→ Written request
Recast the lines of the material below, from the line holding "of the woman's" through the last line, inclusive, as a JSON list of strings with one string per line, leaving out blank lines.

(Entries from a data source)
'''
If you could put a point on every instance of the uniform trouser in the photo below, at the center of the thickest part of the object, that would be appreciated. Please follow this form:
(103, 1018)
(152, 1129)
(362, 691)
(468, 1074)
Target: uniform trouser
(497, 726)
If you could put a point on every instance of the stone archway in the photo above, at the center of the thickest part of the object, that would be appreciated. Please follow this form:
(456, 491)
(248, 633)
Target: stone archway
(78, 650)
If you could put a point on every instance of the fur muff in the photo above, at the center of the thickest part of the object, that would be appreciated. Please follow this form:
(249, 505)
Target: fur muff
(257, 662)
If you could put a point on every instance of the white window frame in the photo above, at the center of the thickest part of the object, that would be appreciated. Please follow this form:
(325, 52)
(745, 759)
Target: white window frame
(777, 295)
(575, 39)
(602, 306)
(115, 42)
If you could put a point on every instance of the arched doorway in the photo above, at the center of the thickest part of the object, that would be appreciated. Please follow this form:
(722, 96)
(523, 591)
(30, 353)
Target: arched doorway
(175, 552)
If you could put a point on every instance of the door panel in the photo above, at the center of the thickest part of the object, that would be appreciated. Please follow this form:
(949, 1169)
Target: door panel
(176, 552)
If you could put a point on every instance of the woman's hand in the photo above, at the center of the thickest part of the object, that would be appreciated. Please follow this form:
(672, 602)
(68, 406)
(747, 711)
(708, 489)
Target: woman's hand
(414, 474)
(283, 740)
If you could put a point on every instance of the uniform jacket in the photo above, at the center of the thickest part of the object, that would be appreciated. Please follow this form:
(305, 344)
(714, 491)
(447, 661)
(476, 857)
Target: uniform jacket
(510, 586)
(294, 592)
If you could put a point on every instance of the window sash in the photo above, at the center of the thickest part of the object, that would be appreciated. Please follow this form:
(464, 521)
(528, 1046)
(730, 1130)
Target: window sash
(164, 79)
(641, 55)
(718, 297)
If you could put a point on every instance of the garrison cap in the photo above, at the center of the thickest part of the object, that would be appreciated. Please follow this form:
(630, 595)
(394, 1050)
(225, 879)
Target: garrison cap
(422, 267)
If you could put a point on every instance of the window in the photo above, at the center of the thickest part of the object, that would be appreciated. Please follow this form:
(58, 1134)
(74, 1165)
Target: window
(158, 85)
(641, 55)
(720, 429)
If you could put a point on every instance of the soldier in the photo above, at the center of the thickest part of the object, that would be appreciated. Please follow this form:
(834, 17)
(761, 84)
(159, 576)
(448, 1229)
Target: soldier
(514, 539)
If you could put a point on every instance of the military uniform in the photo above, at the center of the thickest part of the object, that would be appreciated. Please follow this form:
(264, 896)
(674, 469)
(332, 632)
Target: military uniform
'''
→ Problem solution
[
  "If you could put a point on every instance of the woman's hand in the photo above, at the center of the thickest part of the object, that would be appreciated. Please follow this form:",
  "(672, 602)",
  "(68, 406)",
  "(747, 711)",
  "(708, 489)",
  "Target: woman's hand",
  "(414, 474)",
  "(283, 740)",
  "If you could put a point on every instance of the uniform jacket in the photo above, at the center of the thickest part of the object, that would be appreciated. Please follow this form:",
  "(305, 344)",
  "(714, 491)",
  "(447, 661)",
  "(476, 857)",
  "Target: uniform jacket",
  "(510, 586)",
  "(294, 592)",
  "If you could put a point on every instance of the window sash in the photo above, at the center of the thickest part of the object, that would be appreciated. Please follow this form:",
  "(464, 521)",
  "(528, 1046)",
  "(730, 1130)",
  "Target: window sash",
  "(164, 79)",
  "(641, 55)",
  "(718, 297)",
  "If you could put a point on every instance of the garrison cap in the photo above, at the center of the thickest part of the object, that would be appreciated. Please follow this form:",
  "(630, 595)",
  "(394, 1050)",
  "(225, 879)",
  "Target: garrison cap",
  "(422, 267)",
  "If you could put a point on every instance of the window in the photo above, at the center of the thickest part of the object, that would be appreciated. Please follow this form:",
  "(58, 1134)",
  "(74, 1165)",
  "Target: window",
  "(158, 85)",
  "(641, 55)",
  "(720, 429)",
  "If you could put a point on every instance of the soldier in the photo above, at the center of the thickest part of the object, that would be appreciated. Please follow this form:",
  "(834, 17)",
  "(761, 84)",
  "(159, 576)",
  "(448, 1229)",
  "Target: soldier",
  "(514, 539)",
  "If you could put a point on every instance of the military uniform in the photo above, at the center of the thickest part of the object, that would be appreciated. Please follow this form:",
  "(264, 896)",
  "(674, 469)",
  "(332, 632)",
  "Target: military uniform"
]